SET TASK: Convert the rows below into a two-column CSV with the columns "request" and "answer", one line per row: put each row's text in one quoted field and its answer in another, turning any line breaks into spaces.

Records excerpted from a collection
-=-=-

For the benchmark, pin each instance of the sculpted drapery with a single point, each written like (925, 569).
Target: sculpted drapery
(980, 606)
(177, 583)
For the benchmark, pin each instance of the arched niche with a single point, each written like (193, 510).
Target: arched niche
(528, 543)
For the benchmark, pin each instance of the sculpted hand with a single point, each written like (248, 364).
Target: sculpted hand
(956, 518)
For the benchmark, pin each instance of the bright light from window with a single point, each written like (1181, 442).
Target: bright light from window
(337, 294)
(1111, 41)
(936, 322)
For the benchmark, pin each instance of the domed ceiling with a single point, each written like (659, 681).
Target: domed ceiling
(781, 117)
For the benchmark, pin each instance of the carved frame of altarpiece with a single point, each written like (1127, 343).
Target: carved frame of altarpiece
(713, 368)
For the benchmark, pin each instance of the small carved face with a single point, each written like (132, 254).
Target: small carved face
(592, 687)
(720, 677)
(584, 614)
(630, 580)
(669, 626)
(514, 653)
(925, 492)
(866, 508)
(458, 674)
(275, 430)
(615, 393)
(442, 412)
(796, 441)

-=-=-

COMPLETE OUTPUT:
request,answer
"For the benchmark, pin each instance of the sculpted drapery with a single point, each written like (925, 569). Target: sculpted drapery","(980, 606) (177, 583)"
"For the benchmark, pin each instance of the arched niche with a single point, each written like (193, 510). Target: arched niche","(528, 543)"
"For the benchmark, pin each instance of the sculpted hand with a single point, each written like (248, 364). Target: sculpted hand","(956, 518)"
"For the benchmark, pin each instance of the bright light from window with a single point, each written like (1181, 442). Target: bright light from window","(337, 294) (1111, 41) (936, 322)"
"For the benchmark, pin each instance of the domed ceiling with a single point, each written like (659, 681). Target: domed ceiling","(781, 117)"
"For the benchmark, pin each instance of the carved frame of altarpiece with a single point, each written like (1127, 343). Target: carved frame of altarpiece","(713, 368)"
"For the benchmark, pin each instance of the small carved face with a single point, each written like (132, 254). Target: small carved face","(592, 687) (720, 677) (584, 614) (630, 580) (669, 626) (514, 653) (925, 492) (866, 508) (458, 674) (275, 430) (615, 393) (442, 412) (796, 441)"